• **Source extract**
The idea that, culturally, football has reached a stage where it is totally acceptable to leave one club for another in search of money is an objectionable one. What appears to be universally accepted though is that players will move clubs in order to win trophies. At what point did it become customary to ditch a club that has shown you nothing but loyalty because trophies were hard to come by?

Somewhere over the last twenty years good players began to believe that being an exceptional footballer gave them a divine right to win trophies. Instead of feeling as though they were lucky to play for a certain club and would do everything they could to bring glory to that club the roles have somehow been reversed.

Now the focus seems to be almost solely on the wants and needs of the individual. These days, clubs feel as though they are lucky to have certain players and will do everything they can to attend the needs of their players. This is unhealthy to say the least.

For clubs like Arsenal to have gone from captains like Tony Adams, who famously stated that he would sign any contract Arsenal would put in front of him without even reading it, to Robin van Persie, who in the summer months wouldn’t sign a contract at Arsenal no matter how many they put in front of him, is a sad indictment of both player power and the lack of club loyalty.

Now, many will argue that it was easy for Adams to say such things when he knew that Arsenal were winning trophies. However, the counter argument would be that his attitude was the catalyst for the trophies, not the other way around.

All clubs will go through dry patches in their history but they will usually recover if their players remain loyal. Look at Allesandro Del Piero and Gianluigi Buffon. They were both at Juventus when the club was relegated yet remained there for years whilst the club tried to regain its position at the top of Italian football. And, last year, they were rewarded with a league title.

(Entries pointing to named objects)
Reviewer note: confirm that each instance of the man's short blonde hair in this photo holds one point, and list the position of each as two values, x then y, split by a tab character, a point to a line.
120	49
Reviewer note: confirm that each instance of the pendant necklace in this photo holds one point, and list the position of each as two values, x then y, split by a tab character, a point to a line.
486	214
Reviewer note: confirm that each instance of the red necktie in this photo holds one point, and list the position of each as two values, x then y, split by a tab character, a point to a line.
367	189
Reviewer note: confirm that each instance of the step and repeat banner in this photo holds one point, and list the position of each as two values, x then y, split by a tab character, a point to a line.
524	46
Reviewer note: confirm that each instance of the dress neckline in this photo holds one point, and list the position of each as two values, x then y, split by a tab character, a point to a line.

• **Set tasks**
1. According to the article on football loyalty, what did Tony Adams famously state he would do with any contract Arsenal put in front of him?
2. Continue the article on football loyalty from its final sentence, keeping its argument and tone.

• **Answers to the tasks**
1. He would sign it without even reading it.

2.
How many players in the Premier League would do that for their club? Not many, if any at all. And the most remarkable thing is that whilst players believe they will be better remembered for winning more trophies the likelihood is that Del Piero will be remembered far more fondly, and with far more respect, for staying at Juventus during hard times and helping them back to the top than he would have done had he left and won a couple more trophies. His actions displayed a level of effort and humility that is lacking from the vast majority of top footballers.

There’s more to being a great player than winning things. Just because a player wins a trophy it doesn’t make them great. Take Djimi Traore, for example. He has a Champions League winner’s medal – he’s not a great player. Then look at somebody like Matt Le Tissier. He doesn’t have a single winners medal from his professional career, but he will be remembered as a great player.

I’m not saying that any player that moves club because they have ambitions of winning trophies is disloyal. However, when players are already at big clubs, they should try to help that club win trophies before they jump ship.

Winning major competitions should be a challenge, it should be a remarkable achievement and it should be something that players can be proud of for the rest of their lives. Therefore if a player, like so many are, is content to move to another club and play a bit part role in order to win a trophy then perhaps they should take a step back and question their motives for wanting to win something at all – is it as impressive and satisfying to win something in which you played little part?

More and more we are seeing this morally questionable behaviour from players who owe a lot to the club they leave behind. Like I said, ambition is fine, yet in modern football it seems that players are allowed to use their desire to win trophies as an excuse to get away with frankly inexcusable displays of ingratitude and disloyalty. Football used to be about representing a club and a community that you loved, about sharing the highs and lows of a career with that team.

Perhaps the ever widening, incredibly evident gap between players and fans means that players no longer feel that bond that should inspire them to work hard for a club. Perhaps the deifying of footballers by fans has played its part in their selfish, narcissistic behaviour patterns or perhaps footballers have unconsciously bought in to the culture of needing immediate and constant success. Whatever the case, in a world where we revere footballers more than ever they seem less and less concerned about what we think.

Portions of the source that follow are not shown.